Study text below:

Optimally, PV systems should be installed on a roof or wall facing south, with an optimal inclination of around 30-40º. The surface should be free from any potential shadow obstructions such as trees or buildings. A typical domestic system would provide around 1.5kWp* of power – that’s around a third to a half of the average household’s electricity requirements.
A typical , domestic PV system operating will, in its expected lifetime of 25 to 30 years, save the world from around 6900kg of damaging CO2.

At the same time, a PV system can increase the value and overall energy efficiency rating of properties, reducing electricity bills along the way. When sited correctly, PV cells are relatively unobtrusive. They’re silent, have a low visual impact, and are low-maintenance. They’re largely self-cleaning, and, with no moving parts, they only demand the occasional checking of wiring and components.

Unfortunately, as with many new technologies, and other renewable energy solutions, PV installation is expensive. For domestic use, it currently costs around £6,000 to install a 1kWp system. This would generate around 16,000 kWh of electricity over its lifetime, delivering savings of around £1,300.

Photovoltaic cells

Slim and rather sophisticated looking, photovoltaic (PV) cells are made from a semi-conducting material, typically silicon, that uses sunlight to create an electric field and stimulate the flow of electricity. This electricity can then be used to power lights and other appliances, for either domestic or other uses.

PV cells only need daylight so even sun-deprived parts of the globe, such as the UK and Ireland, can benefit from their use. Amazingly, in our less-than-Saharan part of the world, between 900 and 1100 kWh of solar energy falls annually on each square metre of un-shaded surface.

End of Study text.

Task instructions –
1. In the photovoltaic text, what is the expected lifetime of a typical domestic PV system?
2. Return part of the photovoltaic text word for word, beginning at the words "At the same" and stopping after "wiring and components.".

Available data below:

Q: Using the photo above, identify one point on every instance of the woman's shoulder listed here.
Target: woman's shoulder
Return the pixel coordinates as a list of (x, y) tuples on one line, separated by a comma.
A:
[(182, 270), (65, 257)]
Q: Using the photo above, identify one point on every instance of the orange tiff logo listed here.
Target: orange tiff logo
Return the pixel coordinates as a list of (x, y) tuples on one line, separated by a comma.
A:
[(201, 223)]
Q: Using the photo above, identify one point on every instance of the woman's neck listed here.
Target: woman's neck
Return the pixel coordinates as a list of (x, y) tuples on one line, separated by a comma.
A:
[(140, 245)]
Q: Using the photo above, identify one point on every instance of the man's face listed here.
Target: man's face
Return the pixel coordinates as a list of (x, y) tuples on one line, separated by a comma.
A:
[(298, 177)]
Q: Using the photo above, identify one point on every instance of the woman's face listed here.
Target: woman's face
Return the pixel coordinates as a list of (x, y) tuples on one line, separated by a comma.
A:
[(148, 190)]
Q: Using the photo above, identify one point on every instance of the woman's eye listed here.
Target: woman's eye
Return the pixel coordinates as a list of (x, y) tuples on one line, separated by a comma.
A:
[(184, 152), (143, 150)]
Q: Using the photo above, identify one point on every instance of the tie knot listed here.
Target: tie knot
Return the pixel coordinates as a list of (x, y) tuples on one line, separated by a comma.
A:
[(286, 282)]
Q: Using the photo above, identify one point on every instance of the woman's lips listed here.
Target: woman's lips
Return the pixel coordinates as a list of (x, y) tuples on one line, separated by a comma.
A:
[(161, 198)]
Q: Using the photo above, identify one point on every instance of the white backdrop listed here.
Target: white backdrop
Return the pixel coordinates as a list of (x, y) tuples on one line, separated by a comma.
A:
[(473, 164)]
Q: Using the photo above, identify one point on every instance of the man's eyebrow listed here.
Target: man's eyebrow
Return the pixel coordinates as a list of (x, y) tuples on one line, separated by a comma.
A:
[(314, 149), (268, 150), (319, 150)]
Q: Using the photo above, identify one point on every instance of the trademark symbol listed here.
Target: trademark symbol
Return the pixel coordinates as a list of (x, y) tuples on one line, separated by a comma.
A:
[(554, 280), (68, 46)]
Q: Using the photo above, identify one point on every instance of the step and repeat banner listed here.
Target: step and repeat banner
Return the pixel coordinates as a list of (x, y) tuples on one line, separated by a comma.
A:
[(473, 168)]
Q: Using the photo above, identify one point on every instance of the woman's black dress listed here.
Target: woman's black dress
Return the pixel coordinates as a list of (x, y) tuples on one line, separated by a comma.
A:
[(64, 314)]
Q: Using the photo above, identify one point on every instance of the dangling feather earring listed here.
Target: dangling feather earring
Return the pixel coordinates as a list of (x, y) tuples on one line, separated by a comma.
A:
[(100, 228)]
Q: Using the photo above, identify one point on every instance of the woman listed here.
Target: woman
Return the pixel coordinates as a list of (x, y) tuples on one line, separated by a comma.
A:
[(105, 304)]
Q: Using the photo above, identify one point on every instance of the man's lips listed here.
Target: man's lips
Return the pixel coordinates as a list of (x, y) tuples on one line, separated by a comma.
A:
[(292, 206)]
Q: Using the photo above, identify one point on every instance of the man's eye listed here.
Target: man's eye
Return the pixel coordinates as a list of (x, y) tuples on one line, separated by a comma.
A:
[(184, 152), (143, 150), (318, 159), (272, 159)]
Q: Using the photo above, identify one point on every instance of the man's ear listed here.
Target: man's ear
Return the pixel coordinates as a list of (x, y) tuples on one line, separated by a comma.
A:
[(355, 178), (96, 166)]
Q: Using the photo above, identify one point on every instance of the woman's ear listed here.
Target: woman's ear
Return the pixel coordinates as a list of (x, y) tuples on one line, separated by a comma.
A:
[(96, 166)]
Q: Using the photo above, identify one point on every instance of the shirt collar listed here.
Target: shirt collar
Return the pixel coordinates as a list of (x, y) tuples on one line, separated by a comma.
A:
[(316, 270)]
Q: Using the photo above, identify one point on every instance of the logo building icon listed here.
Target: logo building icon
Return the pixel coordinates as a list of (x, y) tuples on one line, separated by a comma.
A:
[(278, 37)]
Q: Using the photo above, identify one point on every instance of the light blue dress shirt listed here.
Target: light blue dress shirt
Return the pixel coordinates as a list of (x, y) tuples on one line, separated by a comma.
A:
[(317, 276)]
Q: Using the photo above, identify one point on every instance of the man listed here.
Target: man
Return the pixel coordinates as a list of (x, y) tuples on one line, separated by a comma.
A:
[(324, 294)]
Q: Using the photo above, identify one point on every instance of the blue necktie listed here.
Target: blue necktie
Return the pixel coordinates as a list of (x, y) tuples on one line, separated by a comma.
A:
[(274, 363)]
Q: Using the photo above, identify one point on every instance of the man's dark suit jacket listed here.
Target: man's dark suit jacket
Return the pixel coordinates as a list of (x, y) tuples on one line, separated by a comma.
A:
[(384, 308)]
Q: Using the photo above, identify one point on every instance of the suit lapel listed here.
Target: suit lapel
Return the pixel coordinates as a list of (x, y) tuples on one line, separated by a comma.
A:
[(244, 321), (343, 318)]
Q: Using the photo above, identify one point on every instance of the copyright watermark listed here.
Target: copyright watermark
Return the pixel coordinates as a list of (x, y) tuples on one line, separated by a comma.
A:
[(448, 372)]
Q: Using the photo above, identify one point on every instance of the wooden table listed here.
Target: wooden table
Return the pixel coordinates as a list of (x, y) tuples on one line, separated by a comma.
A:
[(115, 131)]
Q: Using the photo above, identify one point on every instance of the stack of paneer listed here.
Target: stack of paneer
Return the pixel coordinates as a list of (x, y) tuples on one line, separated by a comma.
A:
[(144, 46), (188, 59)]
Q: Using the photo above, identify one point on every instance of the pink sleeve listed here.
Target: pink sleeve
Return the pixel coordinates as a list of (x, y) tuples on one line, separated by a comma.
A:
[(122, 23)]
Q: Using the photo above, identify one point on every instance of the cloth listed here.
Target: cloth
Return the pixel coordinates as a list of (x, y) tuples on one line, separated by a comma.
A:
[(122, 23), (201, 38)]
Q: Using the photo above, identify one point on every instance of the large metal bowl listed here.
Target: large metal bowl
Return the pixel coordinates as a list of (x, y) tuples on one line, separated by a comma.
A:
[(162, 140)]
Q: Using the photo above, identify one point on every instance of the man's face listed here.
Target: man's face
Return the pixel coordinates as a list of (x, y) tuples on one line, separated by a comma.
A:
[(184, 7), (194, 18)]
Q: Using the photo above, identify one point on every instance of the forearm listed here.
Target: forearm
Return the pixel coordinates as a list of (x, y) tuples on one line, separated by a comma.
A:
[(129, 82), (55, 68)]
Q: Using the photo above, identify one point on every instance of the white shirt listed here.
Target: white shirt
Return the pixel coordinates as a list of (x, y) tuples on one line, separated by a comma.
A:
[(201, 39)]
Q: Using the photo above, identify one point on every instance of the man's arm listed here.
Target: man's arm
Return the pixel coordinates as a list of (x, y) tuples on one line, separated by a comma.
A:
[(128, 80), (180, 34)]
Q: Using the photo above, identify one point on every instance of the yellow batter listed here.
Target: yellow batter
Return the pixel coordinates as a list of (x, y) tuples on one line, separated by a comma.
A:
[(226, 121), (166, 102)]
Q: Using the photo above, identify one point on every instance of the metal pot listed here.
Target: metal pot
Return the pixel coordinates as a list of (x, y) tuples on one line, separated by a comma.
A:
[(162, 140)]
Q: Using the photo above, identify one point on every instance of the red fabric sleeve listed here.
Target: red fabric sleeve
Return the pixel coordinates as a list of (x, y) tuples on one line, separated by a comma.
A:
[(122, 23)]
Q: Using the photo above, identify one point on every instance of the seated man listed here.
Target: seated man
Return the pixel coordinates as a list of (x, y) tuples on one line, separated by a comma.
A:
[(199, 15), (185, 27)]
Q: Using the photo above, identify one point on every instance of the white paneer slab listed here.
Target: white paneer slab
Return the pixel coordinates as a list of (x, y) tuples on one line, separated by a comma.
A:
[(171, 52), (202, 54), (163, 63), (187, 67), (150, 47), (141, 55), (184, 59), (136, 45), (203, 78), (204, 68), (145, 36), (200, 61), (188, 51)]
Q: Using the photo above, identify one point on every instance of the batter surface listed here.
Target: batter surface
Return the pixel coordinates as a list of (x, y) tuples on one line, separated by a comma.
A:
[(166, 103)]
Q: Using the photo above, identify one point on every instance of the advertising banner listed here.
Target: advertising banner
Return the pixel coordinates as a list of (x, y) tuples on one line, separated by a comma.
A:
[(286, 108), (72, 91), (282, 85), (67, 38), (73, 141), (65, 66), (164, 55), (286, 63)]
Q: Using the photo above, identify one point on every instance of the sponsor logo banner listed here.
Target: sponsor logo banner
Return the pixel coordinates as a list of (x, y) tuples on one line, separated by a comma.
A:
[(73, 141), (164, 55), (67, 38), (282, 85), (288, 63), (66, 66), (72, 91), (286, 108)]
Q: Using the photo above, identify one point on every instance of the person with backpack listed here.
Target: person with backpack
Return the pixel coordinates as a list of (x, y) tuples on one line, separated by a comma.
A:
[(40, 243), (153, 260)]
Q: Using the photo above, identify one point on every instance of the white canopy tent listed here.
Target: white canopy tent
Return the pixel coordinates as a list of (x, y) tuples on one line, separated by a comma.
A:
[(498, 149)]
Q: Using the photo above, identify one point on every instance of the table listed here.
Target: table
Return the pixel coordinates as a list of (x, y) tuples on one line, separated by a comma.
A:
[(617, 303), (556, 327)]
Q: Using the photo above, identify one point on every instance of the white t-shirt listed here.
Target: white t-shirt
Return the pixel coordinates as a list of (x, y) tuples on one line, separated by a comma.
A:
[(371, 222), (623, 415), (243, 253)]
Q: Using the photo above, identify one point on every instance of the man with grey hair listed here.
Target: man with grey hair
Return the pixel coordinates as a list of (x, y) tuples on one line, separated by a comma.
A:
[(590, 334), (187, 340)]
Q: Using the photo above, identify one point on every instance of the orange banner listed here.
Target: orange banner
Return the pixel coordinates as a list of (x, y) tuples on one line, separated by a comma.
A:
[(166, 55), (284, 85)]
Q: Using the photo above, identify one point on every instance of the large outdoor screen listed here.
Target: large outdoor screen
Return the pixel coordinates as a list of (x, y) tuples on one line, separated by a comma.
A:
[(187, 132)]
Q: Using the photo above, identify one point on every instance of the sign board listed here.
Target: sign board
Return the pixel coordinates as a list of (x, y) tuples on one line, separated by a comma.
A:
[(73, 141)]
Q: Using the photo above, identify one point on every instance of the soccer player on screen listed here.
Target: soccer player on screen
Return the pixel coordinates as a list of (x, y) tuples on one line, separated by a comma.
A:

End of Available data.

Answers in order –
1. 25 to 30 years

2.
At the same time, a PV system can increase the value and overall energy efficiency rating of properties, reducing electricity bills along the way. When sited correctly, PV cells are relatively unobtrusive. They’re silent, have a low visual impact, and are low-maintenance. They’re largely self-cleaning, and, with no moving parts, they only demand the occasional checking of wiring and components.